──────── The records
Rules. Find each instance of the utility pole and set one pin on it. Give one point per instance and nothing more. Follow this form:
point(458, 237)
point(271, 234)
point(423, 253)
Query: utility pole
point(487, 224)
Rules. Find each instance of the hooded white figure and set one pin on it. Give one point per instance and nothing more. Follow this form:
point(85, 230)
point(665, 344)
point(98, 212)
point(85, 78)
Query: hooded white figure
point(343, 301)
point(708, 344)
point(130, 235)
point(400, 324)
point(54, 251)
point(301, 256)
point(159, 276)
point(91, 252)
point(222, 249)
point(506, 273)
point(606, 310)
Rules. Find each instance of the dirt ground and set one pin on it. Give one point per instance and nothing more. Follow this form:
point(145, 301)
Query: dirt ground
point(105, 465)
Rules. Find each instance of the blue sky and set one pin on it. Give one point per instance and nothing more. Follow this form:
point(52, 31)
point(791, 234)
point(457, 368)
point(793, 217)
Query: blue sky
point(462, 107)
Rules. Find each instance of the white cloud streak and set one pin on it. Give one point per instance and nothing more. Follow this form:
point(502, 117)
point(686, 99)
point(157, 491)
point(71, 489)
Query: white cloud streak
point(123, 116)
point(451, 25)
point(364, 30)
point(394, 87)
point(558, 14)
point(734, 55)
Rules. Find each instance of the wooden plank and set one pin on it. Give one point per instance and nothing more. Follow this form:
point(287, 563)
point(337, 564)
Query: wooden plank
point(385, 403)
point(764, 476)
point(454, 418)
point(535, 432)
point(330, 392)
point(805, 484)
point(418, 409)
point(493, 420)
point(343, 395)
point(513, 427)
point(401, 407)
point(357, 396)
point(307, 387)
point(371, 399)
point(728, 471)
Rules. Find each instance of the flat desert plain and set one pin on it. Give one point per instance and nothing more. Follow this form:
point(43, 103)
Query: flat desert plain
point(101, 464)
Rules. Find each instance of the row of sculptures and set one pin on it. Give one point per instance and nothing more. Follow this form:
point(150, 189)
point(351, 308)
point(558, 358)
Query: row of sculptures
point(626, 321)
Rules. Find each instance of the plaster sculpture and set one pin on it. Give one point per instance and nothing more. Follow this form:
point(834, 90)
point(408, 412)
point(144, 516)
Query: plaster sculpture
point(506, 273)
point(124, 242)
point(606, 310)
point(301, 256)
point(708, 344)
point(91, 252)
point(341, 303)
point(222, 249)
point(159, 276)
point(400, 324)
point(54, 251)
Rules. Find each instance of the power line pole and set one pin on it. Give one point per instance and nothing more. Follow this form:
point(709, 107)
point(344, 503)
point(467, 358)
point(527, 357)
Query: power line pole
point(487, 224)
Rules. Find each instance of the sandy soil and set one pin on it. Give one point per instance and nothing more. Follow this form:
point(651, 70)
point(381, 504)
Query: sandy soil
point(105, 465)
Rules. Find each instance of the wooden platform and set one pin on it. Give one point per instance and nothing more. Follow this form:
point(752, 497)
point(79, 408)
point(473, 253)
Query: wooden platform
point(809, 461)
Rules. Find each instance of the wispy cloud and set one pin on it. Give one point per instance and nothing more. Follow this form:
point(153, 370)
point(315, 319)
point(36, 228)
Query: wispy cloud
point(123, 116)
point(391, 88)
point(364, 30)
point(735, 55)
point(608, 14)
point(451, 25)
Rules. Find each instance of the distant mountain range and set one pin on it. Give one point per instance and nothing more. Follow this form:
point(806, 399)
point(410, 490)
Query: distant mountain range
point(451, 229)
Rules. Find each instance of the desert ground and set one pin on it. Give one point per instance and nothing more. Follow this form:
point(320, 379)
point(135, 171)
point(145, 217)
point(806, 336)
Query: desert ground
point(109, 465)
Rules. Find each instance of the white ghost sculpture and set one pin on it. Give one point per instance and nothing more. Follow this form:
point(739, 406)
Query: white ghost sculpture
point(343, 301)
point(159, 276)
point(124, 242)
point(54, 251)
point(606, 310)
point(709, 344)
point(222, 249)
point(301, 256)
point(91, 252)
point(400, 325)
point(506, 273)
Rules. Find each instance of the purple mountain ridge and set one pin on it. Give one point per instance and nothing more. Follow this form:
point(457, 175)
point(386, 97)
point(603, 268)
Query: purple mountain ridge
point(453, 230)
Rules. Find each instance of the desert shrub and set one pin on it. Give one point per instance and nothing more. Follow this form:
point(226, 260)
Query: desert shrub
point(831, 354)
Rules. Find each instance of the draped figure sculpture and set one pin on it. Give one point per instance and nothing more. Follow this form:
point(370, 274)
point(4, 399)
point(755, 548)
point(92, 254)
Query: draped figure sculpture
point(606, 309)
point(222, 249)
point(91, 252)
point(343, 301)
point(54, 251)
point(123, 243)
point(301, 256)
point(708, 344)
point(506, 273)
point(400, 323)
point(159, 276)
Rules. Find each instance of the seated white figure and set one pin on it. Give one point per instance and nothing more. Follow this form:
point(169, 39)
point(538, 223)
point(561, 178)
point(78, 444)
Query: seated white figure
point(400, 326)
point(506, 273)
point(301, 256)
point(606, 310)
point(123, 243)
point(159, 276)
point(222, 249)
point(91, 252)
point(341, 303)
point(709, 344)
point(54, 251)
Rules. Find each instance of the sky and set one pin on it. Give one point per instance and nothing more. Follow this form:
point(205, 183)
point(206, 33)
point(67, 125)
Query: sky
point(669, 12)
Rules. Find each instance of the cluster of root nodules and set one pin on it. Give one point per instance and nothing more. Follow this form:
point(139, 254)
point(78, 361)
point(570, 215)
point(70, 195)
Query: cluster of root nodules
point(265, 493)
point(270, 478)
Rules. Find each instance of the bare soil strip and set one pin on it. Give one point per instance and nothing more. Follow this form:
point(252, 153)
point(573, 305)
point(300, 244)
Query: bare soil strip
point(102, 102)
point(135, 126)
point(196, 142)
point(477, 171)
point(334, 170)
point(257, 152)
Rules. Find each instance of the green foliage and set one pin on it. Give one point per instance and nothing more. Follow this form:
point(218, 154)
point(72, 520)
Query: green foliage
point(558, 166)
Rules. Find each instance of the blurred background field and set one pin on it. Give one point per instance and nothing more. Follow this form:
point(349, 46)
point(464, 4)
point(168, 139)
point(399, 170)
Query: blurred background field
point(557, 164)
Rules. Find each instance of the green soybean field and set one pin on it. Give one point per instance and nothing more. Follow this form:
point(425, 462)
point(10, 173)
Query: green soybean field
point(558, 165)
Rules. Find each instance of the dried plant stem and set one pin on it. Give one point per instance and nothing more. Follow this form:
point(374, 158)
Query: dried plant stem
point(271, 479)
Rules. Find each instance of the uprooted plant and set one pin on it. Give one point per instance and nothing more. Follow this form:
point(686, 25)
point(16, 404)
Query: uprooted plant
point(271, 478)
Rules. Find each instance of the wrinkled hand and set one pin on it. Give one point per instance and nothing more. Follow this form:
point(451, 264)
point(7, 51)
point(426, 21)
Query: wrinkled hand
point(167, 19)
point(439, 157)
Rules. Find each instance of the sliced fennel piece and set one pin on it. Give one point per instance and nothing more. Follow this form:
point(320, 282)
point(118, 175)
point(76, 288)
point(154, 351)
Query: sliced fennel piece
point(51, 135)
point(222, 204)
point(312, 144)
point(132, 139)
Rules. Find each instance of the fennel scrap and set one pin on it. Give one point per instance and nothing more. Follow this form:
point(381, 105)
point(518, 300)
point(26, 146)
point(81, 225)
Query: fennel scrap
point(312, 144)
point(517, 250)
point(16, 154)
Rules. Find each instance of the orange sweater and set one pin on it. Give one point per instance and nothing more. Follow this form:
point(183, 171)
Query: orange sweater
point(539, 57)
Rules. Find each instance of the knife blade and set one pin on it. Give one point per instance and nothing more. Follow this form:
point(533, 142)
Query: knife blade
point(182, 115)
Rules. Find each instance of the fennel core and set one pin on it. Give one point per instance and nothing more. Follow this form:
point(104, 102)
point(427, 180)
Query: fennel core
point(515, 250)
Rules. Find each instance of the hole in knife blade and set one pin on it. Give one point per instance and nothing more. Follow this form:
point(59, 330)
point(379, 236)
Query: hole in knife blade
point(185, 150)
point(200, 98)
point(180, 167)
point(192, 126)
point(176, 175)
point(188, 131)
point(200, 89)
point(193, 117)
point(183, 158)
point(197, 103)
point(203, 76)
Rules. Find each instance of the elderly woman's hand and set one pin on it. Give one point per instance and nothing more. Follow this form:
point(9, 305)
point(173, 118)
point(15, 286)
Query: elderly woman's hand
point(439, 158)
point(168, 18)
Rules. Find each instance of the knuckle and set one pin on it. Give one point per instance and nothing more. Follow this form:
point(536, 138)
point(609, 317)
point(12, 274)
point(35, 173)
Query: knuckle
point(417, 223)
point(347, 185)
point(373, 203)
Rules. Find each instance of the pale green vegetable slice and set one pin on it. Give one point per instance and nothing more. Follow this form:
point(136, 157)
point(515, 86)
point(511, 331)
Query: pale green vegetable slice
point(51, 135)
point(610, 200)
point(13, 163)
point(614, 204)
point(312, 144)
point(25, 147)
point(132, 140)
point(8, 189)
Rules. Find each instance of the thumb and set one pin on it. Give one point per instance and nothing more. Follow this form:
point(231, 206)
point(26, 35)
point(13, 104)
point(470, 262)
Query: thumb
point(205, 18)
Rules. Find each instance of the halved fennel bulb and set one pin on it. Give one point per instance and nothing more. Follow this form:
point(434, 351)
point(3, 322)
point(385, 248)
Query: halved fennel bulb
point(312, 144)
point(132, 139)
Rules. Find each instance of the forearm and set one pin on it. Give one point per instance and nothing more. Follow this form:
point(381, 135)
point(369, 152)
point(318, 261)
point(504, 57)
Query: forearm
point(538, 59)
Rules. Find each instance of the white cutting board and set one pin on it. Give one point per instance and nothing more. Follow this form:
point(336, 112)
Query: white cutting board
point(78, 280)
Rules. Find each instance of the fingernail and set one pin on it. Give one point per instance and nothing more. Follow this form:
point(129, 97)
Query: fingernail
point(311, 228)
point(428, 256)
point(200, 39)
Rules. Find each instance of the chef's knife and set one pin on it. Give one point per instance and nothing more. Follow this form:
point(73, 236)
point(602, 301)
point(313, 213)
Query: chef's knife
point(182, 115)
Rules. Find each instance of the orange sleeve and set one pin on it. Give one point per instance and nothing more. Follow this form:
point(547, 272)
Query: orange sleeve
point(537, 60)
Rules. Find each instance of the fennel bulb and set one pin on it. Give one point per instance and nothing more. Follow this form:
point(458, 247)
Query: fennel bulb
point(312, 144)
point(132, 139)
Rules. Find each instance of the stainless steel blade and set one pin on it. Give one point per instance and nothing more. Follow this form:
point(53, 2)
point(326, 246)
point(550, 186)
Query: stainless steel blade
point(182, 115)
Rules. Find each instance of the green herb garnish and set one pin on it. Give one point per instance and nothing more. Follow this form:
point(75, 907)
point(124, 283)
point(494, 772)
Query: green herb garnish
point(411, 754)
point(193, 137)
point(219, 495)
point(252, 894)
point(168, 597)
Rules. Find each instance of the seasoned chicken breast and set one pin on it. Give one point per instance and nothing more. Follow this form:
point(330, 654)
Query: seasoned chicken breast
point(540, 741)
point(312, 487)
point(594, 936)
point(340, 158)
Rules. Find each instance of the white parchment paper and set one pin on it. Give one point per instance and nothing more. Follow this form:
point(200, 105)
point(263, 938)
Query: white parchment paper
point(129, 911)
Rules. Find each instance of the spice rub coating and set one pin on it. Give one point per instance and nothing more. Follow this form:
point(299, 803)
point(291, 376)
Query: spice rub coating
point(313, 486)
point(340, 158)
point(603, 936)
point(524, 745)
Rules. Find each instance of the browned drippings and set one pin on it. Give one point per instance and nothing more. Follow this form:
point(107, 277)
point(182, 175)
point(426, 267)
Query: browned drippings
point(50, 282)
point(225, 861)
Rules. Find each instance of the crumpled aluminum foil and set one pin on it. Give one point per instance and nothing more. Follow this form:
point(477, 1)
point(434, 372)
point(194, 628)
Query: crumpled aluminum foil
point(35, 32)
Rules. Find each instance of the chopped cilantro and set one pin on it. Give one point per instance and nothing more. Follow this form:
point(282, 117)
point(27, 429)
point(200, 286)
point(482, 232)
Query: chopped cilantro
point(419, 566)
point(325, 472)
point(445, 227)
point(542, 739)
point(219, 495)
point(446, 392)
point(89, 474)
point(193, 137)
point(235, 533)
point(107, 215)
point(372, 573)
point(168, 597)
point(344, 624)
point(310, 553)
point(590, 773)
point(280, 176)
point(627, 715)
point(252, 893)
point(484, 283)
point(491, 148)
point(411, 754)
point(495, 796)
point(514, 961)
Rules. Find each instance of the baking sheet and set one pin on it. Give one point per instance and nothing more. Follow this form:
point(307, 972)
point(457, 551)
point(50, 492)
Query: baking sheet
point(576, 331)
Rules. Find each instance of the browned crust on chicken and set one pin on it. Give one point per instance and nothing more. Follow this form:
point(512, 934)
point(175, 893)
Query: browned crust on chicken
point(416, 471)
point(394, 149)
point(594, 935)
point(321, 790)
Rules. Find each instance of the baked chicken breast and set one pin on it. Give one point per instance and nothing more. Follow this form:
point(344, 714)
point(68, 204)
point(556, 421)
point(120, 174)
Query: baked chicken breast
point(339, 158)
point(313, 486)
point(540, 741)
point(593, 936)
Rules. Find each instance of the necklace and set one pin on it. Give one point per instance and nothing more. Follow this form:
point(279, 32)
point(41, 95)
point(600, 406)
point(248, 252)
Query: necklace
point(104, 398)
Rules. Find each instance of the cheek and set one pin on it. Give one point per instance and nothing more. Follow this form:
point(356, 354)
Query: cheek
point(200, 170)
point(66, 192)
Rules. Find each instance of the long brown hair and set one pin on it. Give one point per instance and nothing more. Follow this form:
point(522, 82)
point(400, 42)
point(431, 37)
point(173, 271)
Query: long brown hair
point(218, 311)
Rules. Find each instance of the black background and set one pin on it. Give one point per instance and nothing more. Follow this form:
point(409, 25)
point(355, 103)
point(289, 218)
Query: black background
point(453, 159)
────────────────
Work instruction: All that belongs in the answer is the run of lines above from the line containing "Query: cluster of root nodules" through the line containing "point(72, 520)", exactly as written.

Result:
Query: cluster of root nodules
point(265, 493)
point(270, 478)
Rules. Find each instance of the bare soil strip and set one pin on it. Give one point per instance and nothing more. Follow this form:
point(252, 153)
point(573, 305)
point(300, 244)
Query: bare soil strip
point(102, 102)
point(135, 126)
point(196, 142)
point(477, 171)
point(334, 170)
point(257, 152)
Rules. Find each instance of the green foliage and set one pin on it. Give one point per instance and nothing more. Follow this form:
point(218, 154)
point(72, 520)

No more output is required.